** start RECORDS TO PROCESS **

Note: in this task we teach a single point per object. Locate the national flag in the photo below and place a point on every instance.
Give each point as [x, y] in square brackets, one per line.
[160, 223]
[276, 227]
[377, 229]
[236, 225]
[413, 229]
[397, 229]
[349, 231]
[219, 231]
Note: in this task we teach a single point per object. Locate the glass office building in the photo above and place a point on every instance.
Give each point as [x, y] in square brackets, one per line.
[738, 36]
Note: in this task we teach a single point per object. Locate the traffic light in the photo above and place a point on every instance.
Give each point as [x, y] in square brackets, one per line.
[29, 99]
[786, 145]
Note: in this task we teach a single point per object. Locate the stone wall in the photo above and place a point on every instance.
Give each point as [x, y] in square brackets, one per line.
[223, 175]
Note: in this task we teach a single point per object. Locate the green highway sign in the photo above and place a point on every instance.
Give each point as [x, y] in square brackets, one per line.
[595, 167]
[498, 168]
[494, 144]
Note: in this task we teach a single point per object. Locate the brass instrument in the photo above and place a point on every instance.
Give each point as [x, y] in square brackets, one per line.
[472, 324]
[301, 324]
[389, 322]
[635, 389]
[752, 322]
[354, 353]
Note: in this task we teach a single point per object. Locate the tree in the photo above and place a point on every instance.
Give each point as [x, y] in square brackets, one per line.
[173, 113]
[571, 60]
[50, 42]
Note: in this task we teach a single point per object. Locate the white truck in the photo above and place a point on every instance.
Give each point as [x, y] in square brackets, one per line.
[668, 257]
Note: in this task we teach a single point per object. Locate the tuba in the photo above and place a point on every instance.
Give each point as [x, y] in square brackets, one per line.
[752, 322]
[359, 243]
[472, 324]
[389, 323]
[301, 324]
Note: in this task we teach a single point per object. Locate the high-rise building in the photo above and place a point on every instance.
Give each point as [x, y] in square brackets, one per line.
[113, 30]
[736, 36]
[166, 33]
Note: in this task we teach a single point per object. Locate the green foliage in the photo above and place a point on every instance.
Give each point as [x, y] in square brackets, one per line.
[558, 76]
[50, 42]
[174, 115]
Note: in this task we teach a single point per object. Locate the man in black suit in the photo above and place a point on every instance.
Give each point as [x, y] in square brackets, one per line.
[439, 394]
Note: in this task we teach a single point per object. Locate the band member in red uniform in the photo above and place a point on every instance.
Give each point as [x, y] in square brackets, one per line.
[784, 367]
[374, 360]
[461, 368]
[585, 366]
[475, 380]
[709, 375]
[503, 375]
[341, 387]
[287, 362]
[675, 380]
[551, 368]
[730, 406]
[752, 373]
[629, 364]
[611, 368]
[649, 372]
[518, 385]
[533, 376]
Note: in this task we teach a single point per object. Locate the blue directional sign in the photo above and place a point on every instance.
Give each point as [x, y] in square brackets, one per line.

** end RECORDS TO PROCESS **

THE TASK –
Copy the data above word for word, starting at the line that contains "Locate the blue" and running through the last line of the data, with both ends included.

WRITTEN ANSWER –
Note: in this task we teach a single point per object. Locate the blue directional sign in the photo above and place a point on every instance.
Give each point as [x, y] in square brackets, one per line.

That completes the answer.